> _The exercise_
Update every one of the rows below by replacing "even-odd rule" with "nonzero winding rule" and keeping everything else the same.

-- Exercise inputs start --

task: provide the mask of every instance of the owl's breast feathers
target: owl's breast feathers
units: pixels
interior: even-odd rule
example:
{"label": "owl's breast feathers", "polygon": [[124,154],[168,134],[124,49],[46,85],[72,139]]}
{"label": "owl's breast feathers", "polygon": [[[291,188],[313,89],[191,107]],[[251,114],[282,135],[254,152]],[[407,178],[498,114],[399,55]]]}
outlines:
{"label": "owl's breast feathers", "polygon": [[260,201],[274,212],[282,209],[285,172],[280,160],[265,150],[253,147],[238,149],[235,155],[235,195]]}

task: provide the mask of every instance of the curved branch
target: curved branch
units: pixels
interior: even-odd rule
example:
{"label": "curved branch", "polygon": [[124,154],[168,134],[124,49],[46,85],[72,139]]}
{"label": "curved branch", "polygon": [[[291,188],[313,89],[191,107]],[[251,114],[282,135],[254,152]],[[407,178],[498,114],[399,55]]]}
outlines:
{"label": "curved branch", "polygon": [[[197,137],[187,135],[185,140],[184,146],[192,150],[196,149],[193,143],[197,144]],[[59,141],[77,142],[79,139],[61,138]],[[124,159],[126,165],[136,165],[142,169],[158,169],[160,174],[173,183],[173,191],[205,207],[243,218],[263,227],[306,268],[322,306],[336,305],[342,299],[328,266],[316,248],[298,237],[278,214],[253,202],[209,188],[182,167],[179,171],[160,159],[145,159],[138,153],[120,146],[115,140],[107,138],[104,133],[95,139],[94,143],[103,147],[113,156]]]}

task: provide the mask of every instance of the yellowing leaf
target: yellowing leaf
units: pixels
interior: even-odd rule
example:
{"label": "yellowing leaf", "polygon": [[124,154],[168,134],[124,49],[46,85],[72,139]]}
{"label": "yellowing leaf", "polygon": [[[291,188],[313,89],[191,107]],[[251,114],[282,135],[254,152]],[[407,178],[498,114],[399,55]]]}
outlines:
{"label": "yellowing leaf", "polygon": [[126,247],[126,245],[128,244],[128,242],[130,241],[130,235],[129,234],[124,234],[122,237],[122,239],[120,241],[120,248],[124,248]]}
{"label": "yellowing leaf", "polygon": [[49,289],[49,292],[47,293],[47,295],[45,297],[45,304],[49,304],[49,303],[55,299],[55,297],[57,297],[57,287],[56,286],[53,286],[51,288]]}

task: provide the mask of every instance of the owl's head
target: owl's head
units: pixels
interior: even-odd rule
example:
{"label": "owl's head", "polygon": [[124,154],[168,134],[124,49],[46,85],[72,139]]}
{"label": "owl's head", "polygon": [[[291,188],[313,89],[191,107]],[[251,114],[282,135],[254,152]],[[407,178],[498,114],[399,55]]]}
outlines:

-- Exercise inputs end --

> _Answer_
task: provide the mask of every instance of the owl's breast feathers
target: owl's breast feathers
units: pixels
interior: nonzero winding rule
example:
{"label": "owl's breast feathers", "polygon": [[124,154],[168,134],[124,49],[46,85],[72,139]]}
{"label": "owl's breast feathers", "polygon": [[[291,188],[313,89],[191,107]],[[251,114],[282,135],[254,152]],[[407,178],[498,114],[399,55]]]}
outlines:
{"label": "owl's breast feathers", "polygon": [[260,201],[274,212],[282,209],[285,172],[280,160],[265,150],[253,147],[238,149],[235,155],[235,195]]}

task: provide the mask of every instance of the curved branch
target: curved branch
units: pixels
interior: nonzero winding rule
example:
{"label": "curved branch", "polygon": [[124,154],[168,134],[124,49],[46,85],[72,139]]}
{"label": "curved branch", "polygon": [[[291,188],[313,89],[191,107]],[[251,114],[282,135],[254,152]],[[407,178],[498,114],[399,55]]]}
outlines:
{"label": "curved branch", "polygon": [[[197,137],[187,135],[185,140],[184,146],[192,150],[196,149],[193,143],[197,144]],[[59,141],[77,142],[79,139],[61,138]],[[124,159],[126,165],[136,165],[142,169],[158,169],[160,174],[173,183],[173,191],[205,207],[243,218],[263,227],[306,268],[322,306],[336,305],[342,299],[328,266],[316,248],[298,237],[278,214],[253,202],[209,188],[182,167],[179,171],[160,159],[145,159],[138,153],[120,146],[115,140],[107,138],[104,133],[95,139],[94,143],[103,147],[113,156]]]}

task: provide the mask of every instance of the yellowing leaf
target: yellowing leaf
units: pixels
interior: nonzero winding rule
example:
{"label": "yellowing leaf", "polygon": [[124,154],[168,134],[124,49],[46,85],[72,139]]}
{"label": "yellowing leaf", "polygon": [[[291,188],[313,89],[191,107]],[[251,114],[282,135],[254,152]],[[407,178],[498,114],[399,55]]]}
outlines:
{"label": "yellowing leaf", "polygon": [[126,247],[126,245],[128,244],[128,242],[130,241],[130,235],[129,234],[124,234],[122,237],[122,239],[120,241],[120,248],[124,248]]}
{"label": "yellowing leaf", "polygon": [[49,289],[49,292],[47,293],[47,295],[45,297],[45,304],[49,304],[49,303],[55,299],[55,297],[57,297],[57,287],[56,286],[53,286],[51,288]]}

task: provide the mask of every instance of the owl's head
target: owl's head
units: pixels
interior: nonzero winding rule
example:
{"label": "owl's head", "polygon": [[124,154],[168,134],[124,49],[46,85],[72,139]]}
{"label": "owl's head", "polygon": [[[291,188],[313,89],[191,107]],[[251,114],[282,135],[254,152]],[[407,178],[498,114],[399,55]]]}
outlines:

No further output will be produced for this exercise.